Revise the lines below, replacing "report" with "return" and leaving everything else unchanged. Omit the pictures from your answer.
---- EXCERPTED RECORDS
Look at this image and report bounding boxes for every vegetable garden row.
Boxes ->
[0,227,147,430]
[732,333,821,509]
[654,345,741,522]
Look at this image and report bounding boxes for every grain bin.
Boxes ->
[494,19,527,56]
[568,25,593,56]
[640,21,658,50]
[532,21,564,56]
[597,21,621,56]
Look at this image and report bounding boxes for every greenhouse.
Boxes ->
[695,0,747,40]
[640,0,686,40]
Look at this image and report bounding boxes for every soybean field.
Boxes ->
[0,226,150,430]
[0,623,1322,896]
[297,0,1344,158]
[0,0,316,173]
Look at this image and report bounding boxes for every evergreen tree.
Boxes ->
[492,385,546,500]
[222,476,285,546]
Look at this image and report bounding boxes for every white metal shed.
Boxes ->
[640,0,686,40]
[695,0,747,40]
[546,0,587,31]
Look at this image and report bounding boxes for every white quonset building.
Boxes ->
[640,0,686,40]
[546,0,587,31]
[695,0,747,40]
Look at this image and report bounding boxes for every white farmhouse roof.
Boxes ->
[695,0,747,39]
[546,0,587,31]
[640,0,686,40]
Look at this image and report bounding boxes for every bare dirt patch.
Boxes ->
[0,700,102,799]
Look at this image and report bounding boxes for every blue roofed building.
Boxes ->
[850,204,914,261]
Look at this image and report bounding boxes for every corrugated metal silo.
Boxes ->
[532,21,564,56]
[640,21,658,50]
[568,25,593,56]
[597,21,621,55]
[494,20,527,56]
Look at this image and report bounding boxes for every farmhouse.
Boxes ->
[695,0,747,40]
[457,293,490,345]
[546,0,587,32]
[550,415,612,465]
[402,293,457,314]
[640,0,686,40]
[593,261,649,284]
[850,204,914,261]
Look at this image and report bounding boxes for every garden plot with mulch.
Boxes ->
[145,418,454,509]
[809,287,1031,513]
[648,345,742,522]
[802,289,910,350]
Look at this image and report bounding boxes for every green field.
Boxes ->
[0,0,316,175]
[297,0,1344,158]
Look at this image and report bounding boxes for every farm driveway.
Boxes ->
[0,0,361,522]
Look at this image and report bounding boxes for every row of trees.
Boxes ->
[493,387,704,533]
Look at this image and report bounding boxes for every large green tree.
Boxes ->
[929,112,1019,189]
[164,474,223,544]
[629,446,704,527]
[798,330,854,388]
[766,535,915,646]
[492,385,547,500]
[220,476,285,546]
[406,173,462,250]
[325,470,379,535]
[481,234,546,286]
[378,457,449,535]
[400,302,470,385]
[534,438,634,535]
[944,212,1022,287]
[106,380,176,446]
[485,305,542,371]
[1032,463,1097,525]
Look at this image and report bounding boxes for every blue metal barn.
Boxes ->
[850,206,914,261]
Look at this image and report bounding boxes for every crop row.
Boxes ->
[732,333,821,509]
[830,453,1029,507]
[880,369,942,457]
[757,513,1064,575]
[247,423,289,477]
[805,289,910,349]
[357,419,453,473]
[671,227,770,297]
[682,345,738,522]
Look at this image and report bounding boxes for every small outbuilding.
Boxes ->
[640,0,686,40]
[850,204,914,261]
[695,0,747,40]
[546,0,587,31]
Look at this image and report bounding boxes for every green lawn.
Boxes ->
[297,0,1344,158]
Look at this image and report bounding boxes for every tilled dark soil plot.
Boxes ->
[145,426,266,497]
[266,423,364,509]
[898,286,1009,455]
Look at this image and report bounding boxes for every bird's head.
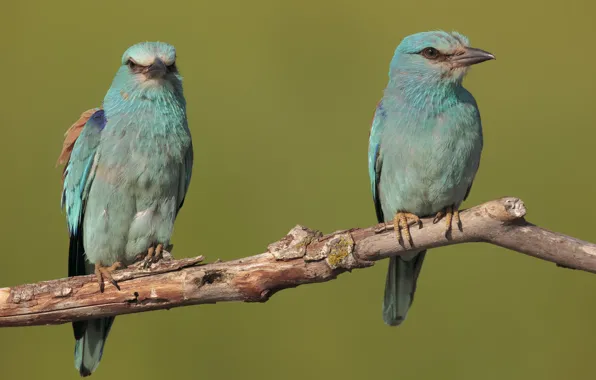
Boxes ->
[389,31,495,84]
[110,42,182,100]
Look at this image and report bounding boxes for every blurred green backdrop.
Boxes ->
[0,0,596,380]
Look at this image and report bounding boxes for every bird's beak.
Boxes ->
[451,47,495,67]
[146,58,168,79]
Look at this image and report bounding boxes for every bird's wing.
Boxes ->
[176,141,194,213]
[368,101,386,223]
[58,108,106,276]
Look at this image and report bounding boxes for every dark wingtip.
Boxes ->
[79,366,93,377]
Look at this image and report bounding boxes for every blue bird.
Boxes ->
[368,31,495,326]
[58,42,193,376]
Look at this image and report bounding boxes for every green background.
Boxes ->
[0,0,596,380]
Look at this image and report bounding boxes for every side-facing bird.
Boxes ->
[58,42,193,376]
[368,31,495,326]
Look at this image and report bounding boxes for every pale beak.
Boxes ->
[451,48,495,67]
[146,58,168,79]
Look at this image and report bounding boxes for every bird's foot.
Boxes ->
[95,261,122,293]
[143,243,163,269]
[433,205,462,239]
[393,212,422,247]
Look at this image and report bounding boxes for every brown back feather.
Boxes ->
[56,108,100,181]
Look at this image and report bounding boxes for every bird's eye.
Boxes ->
[126,59,139,70]
[166,62,178,73]
[420,47,441,59]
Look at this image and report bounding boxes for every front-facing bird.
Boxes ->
[58,42,193,376]
[368,31,495,326]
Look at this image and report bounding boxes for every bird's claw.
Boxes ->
[95,261,122,293]
[433,205,463,238]
[393,212,422,247]
[143,244,163,269]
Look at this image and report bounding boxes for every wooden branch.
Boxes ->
[0,197,596,327]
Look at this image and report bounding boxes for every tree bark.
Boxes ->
[0,197,596,327]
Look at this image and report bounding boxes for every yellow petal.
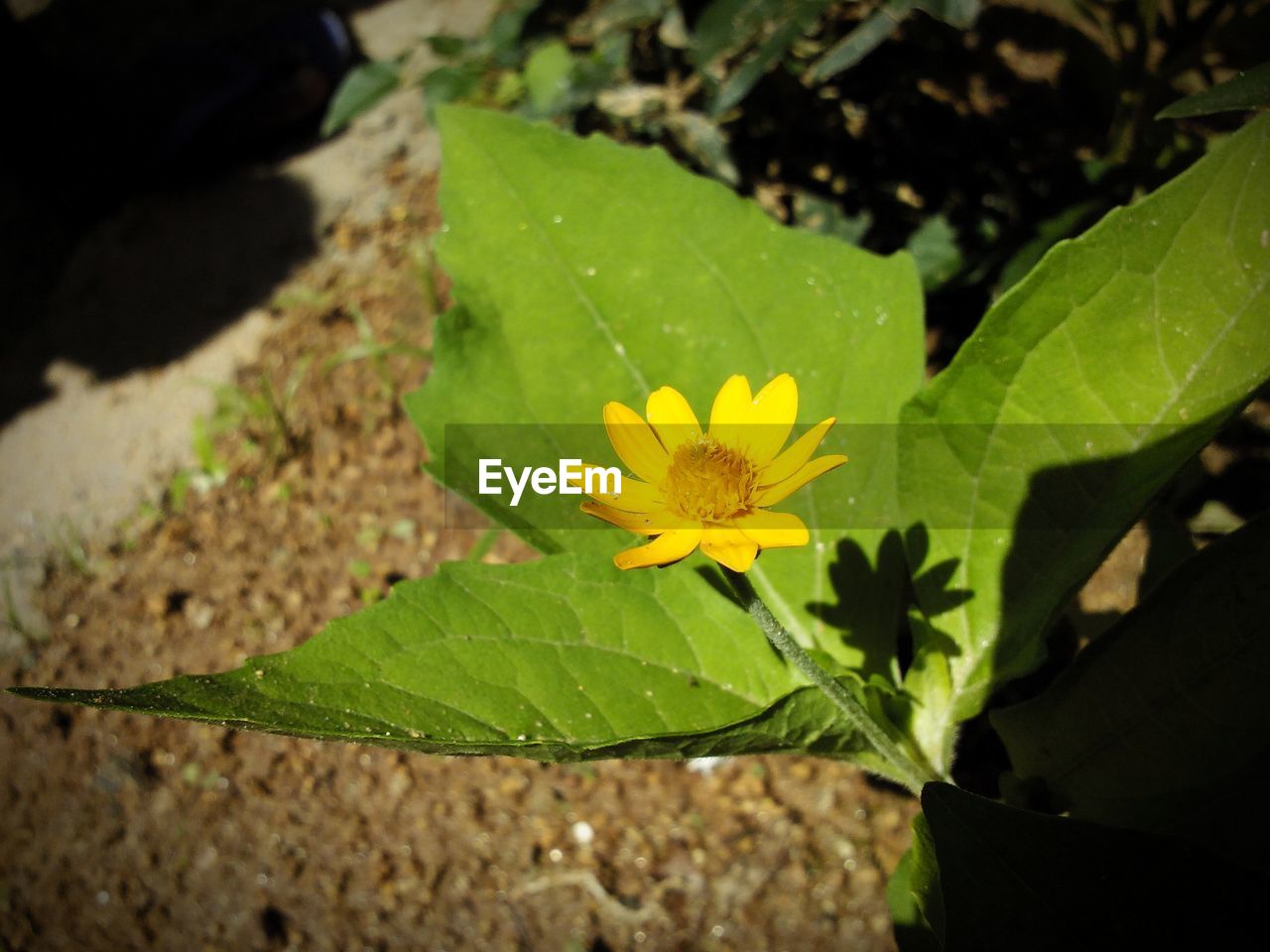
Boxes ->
[604,403,671,485]
[749,373,798,466]
[645,387,701,453]
[710,373,798,466]
[581,499,686,536]
[754,454,847,507]
[710,373,754,449]
[701,526,758,572]
[613,525,701,568]
[758,416,838,486]
[733,509,811,548]
[569,463,666,513]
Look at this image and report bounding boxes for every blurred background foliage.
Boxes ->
[325,0,1270,363]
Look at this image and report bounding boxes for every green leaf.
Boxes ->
[886,848,943,952]
[922,783,1270,952]
[407,108,924,676]
[899,117,1270,767]
[908,214,962,291]
[12,554,883,761]
[710,0,828,117]
[803,0,917,85]
[917,0,979,28]
[419,60,487,109]
[525,41,574,115]
[996,199,1106,298]
[321,60,401,136]
[992,516,1270,858]
[691,0,788,67]
[1156,62,1270,119]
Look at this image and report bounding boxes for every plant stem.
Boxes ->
[722,567,939,796]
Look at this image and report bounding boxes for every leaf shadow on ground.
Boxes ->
[808,525,974,679]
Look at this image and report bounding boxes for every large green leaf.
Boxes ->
[407,108,924,672]
[12,554,885,772]
[899,117,1270,767]
[1156,62,1270,119]
[992,517,1270,856]
[915,783,1267,952]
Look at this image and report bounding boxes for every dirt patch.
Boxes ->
[0,174,916,949]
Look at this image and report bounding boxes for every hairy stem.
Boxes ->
[722,567,939,794]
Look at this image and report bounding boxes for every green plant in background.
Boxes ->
[14,93,1270,949]
[322,0,979,184]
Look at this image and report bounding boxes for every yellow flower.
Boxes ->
[579,373,847,572]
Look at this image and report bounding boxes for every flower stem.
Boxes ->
[720,566,939,796]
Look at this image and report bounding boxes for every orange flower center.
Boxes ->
[662,435,758,522]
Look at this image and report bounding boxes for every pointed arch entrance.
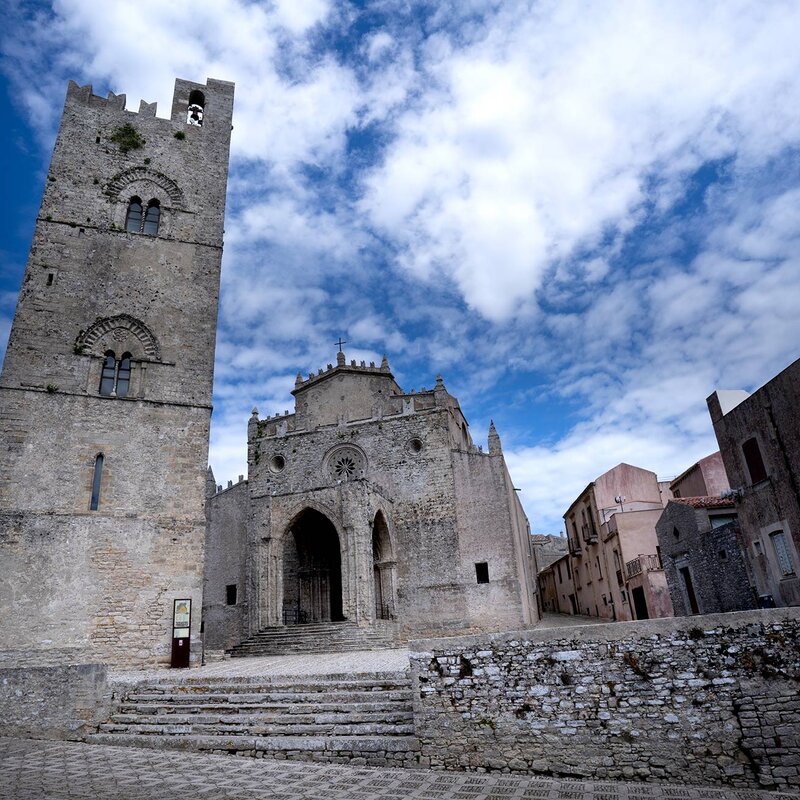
--------
» **FULL SOLUTION**
Look at this image and return bounding boxes for every vegetable garden row.
Boxes ->
[0,227,147,430]
[732,333,821,509]
[654,345,741,522]
Look at this image and return bounding boxes for every grain bin.
Boxes ->
[494,19,527,56]
[568,25,593,56]
[640,21,658,50]
[532,21,564,56]
[597,21,621,56]
Look at this image and return bounding boxes for every greenhouse.
Boxes ->
[695,0,747,40]
[640,0,686,40]
Look at this image and return bounding boxes for every soybean field.
Boxes ->
[0,226,150,430]
[0,623,1322,896]
[297,0,1344,158]
[0,0,316,173]
Look at this image and return bounding boxes for every evergreen tree.
Boxes ->
[492,385,546,500]
[222,476,285,546]
Look at this image and return bounding boxes for every white metal shed.
Boxes ->
[640,0,686,40]
[695,0,747,40]
[546,0,587,31]
Look at this image and return bounding boxes for every white quonset building.
Boxes ->
[640,0,686,40]
[546,0,587,31]
[695,0,747,40]
Look at this image and return bounding boxes for every white farmhouse roof.
Boxes ->
[695,0,747,39]
[546,0,587,31]
[640,0,686,40]
Look at this image and return bounding boxes for every bare dirt patch.
Boxes ->
[0,700,102,799]
Look at this image and return bounding boxes for every blue roofed building.
Boxes ->
[850,204,914,261]
Look at this image and return bounding boxes for every corrugated metal silo.
Boxes ->
[532,21,564,56]
[640,21,658,50]
[568,25,593,56]
[597,21,621,55]
[494,20,527,56]
Look at this image and return bounding boxes for every farmhouse.
Boxes ->
[695,0,747,40]
[457,293,490,345]
[546,0,587,32]
[550,415,612,465]
[402,293,457,314]
[640,0,686,40]
[593,261,649,284]
[850,204,914,261]
Look at this image and return bounding boxes for every garden plot with mulch.
Boxes ->
[145,418,454,509]
[809,287,1031,513]
[648,345,742,522]
[802,289,910,350]
Look at this image and return bounding boxes for every green field.
Boxes ->
[0,0,316,175]
[297,0,1344,158]
Look at this image and return bounding boxes for every farm driveway.
Boxes ->
[0,0,361,522]
Look at this image and return bounding boxes for every row of trees.
Boxes ->
[493,387,704,533]
Look at this image and return bounding boxes for every large green tree.
Boxes ->
[929,112,1019,189]
[164,474,223,544]
[629,446,704,527]
[798,330,854,388]
[766,535,915,646]
[492,385,547,500]
[220,476,285,546]
[406,173,462,250]
[325,470,379,535]
[481,234,546,286]
[378,457,449,535]
[400,302,470,385]
[534,438,634,535]
[944,212,1022,287]
[106,380,176,446]
[485,305,542,371]
[1032,463,1097,525]
Look at this image and return bounding boxes for every blue metal barn.
Boxes ->
[850,206,914,261]
Look at this image and return bounding boxes for every crop row.
Boxes ->
[732,333,821,509]
[830,453,1029,507]
[880,369,942,457]
[757,513,1064,575]
[247,423,289,477]
[805,289,910,349]
[357,419,453,473]
[671,227,770,297]
[682,345,738,522]
Look at this image and return bounding boxes for every small outbuilding.
Boxes ->
[640,0,686,40]
[850,204,914,261]
[695,0,747,40]
[546,0,587,31]
Look at this image and return bounding boxes for every green lawn.
Boxes ->
[297,0,1344,158]
Look at this image and return bounding boxes for every tilled dark soil plot.
Boxes ->
[145,426,266,497]
[266,423,364,509]
[898,286,1009,455]
Look at this image and return bounding boxes for every bird's head.
Boxes ->
[389,31,495,84]
[110,42,182,100]
Look at this image and return bounding boxes for every blurred green backdrop.
Boxes ->
[0,0,596,380]
Look at this image and return bounding boxes for every bird's beak.
Boxes ->
[451,47,495,67]
[146,58,168,79]
Look at this image and return bounding boxes for every bird's wing.
Boxes ->
[176,141,194,213]
[368,101,386,223]
[58,108,106,276]
Look at this image and return bounding boxes for every dark wingtip.
Boxes ->
[79,366,93,377]
Look at this image and return bounding boxes for every blue bird.
Boxes ->
[368,31,495,326]
[58,42,193,376]
Look at this image and return bounding boxes for every green background.
Boxes ->
[0,0,596,380]
Look at this image and return bounding boxes for every side-facing bird.
Boxes ->
[58,42,193,376]
[368,31,495,326]
Look at this image and return bounding boxes for every pale beak.
Boxes ->
[451,48,495,67]
[146,58,168,79]
Look at this image and return bounding boxes for every bird's foot.
Boxes ->
[95,261,122,293]
[143,243,163,269]
[433,205,462,239]
[393,212,422,247]
Look at this image and return bounding boxes for every brown back feather.
Boxes ->
[56,108,100,181]
Look at this image and return bounding boxes for every bird's eye.
Boxes ->
[126,59,139,70]
[166,62,178,73]
[420,47,441,59]
Look at this image and return bounding boxes for every front-facing bird.
Boxes ->
[58,42,193,376]
[368,31,495,326]
Look at this image and return bounding boxes for every bird's claw.
Boxes ->
[95,261,122,293]
[433,205,463,238]
[393,212,422,247]
[143,244,163,269]
Look at this image and return bounding boxes for every wooden branch.
Boxes ->
[0,197,596,327]
Look at this image and return bounding boxes for every tree bark.
Boxes ->
[0,197,596,327]
Look at this image and return bounding boxes for every yellow petal.
Boxes ->
[604,403,671,485]
[749,373,798,466]
[645,387,701,453]
[710,373,798,466]
[581,499,686,536]
[754,454,847,507]
[710,373,754,449]
[701,526,758,572]
[613,525,701,568]
[758,416,838,486]
[733,509,811,548]
[569,463,666,513]
Look at this image and return bounding boxes for every blurred background foliage.
Boxes ->
[325,0,1270,363]
Look at this image and return bounding boxes for every green leaf.
Boxes ->
[886,848,943,952]
[922,783,1270,952]
[407,108,924,676]
[899,117,1270,767]
[908,214,962,291]
[12,554,883,761]
[710,0,828,117]
[803,0,917,85]
[917,0,979,28]
[419,60,487,109]
[525,41,574,115]
[996,199,1106,298]
[321,60,401,136]
[992,516,1270,858]
[691,0,788,67]
[1156,62,1270,119]
Look at this image and return bounding boxes for every plant stem.
Boxes ->
[722,567,939,796]
Look at this image and return bounding boxes for every leaf shadow on ground.
Boxes ->
[808,525,974,679]
Look at this image and return bounding boxes for every large green leaf.
Boxes ->
[407,108,924,672]
[12,554,885,772]
[899,117,1270,767]
[1156,62,1270,119]
[992,517,1270,856]
[915,783,1267,952]
Look at this image and return bounding boxes for every dirt patch.
Boxes ->
[0,174,916,949]
Look at this image and return bounding boxes for every hairy stem.
Boxes ->
[722,567,939,794]
Look at this image and return bounding boxes for every green plant in background.
Boxes ->
[14,93,1270,949]
[322,0,979,184]
Look at this image and return bounding boxes for every yellow flower.
Boxes ->
[579,373,847,572]
Look at this image and return bounding boxes for every flower stem.
Boxes ->
[720,566,939,796]
Look at this image and return bounding boxes for every orange flower center.
Boxes ->
[662,435,758,522]
Look at this image and return bounding boxes for every pointed arch entrance.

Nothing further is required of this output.